(BRANO CITATO)
Però mi riconosco in tutti i moti che descirvi riguardo a lui, compresa la connessione che fai dell’amore con la sua presenza nella tua vita e tutti i pensieri e le destabilizzazioni che ne conseguono.

Dopo aver sofferto molto per le sue violenze e poi per la sua mancanza (sembra assurdo, ma è proprio così), quando sono riuscita a riprendermi davvero, nè lui nè il suo pensiero riuscivano più a sconvolgermi nè mi sucitavano desiderio, pensieri d’amore o forti emozioni.
Anzi, ho provato per un pò di tempo paura, rifiuto, rabbia.
Alla fine tutto è diventato indifferenza e a pensarmi come ero nel periodo che lo frequentavo, quando ERO CONVINTA che nonostante tutto lui fosse l’uomo della mia vita, mi sembra di essere un’altra persona.

Mi colpisce molto quando scrivi che sicuramente non smetterai mai di contenere dentro di te queste emozioni per lui, perchè è la stessa cosa che pensavo io.
Ripeto che magari non ci sarà lo stesso epilogo, ma di certo non puoi ragionare col “per sempre” riguardo al futuro.
Non pensare al “mai più”, perchè non lo sai quale evoluzione potrai avere tu e nemmeno le tue emozioni attuali.
Ora le tue emozioni sono collegate fortemente non solo a lui, ma anche a quello che sei tu oggi e che non è lo stesso di ciò che potresti essere domani.

Questo per dirti che anche se non posso prevedere il tuo futuro, posso di certo dirti che quella mia esperienza del passato, molto simile alla tua nelle esperienze e nelle emozioni, nel tempo è stata superata in toto e che oggi io sto bene e non mi condiziona più.

(RIGHE)

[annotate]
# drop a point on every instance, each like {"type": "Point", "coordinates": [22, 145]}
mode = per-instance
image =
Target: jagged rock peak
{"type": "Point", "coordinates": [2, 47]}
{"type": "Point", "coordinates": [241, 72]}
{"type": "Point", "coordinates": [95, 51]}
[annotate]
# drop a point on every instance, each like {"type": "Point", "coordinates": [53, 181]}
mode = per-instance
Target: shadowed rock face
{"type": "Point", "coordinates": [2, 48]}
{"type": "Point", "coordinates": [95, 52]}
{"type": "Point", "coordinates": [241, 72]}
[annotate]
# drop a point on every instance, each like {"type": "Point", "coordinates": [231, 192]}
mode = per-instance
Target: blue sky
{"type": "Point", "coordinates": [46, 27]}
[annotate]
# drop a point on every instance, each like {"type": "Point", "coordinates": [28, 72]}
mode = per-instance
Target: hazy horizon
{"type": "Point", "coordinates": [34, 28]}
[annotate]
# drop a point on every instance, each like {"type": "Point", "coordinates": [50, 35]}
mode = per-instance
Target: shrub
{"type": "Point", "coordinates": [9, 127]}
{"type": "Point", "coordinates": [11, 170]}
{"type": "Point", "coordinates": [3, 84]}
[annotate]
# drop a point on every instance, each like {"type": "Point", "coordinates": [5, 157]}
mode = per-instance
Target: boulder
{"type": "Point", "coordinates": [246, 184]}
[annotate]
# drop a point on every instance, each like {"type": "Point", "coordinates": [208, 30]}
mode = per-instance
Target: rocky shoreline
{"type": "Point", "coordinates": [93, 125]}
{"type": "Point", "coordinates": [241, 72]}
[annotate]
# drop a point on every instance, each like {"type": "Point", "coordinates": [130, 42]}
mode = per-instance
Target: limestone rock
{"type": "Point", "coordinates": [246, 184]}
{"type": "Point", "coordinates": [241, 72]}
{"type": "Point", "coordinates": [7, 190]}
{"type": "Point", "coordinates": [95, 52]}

(DESCRIZIONE DEL PROBLEMA)
In una-tre frasi, spiega perché il brano citato invita a non pensare al «mai più». Le voci provengono da un'altra fonte.

(RISPOSTA)
Perché non si può sapere quale evoluzione avranno la persona a cui si scrive e le sue emozioni attuali. Quelle emozioni sono legate fortemente non solo a lui, ma anche a ciò che quella persona è oggi, che non è lo stesso di ciò che potrebbe essere domani.